__Work to complete__. Pull every line from the listing below and copy each one unchanged.

__Supplied records__.

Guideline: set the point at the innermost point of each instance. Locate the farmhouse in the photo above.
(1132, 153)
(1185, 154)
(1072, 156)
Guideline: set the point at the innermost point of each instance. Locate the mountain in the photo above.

__Task solution__.
Guideline: set the point at the innermost point of each instance. Locate the farmhouse in the photo above.
(1132, 153)
(1185, 154)
(1072, 156)
Guideline: set the point at the innermost point of each instance. Locate the mountain in the photo above.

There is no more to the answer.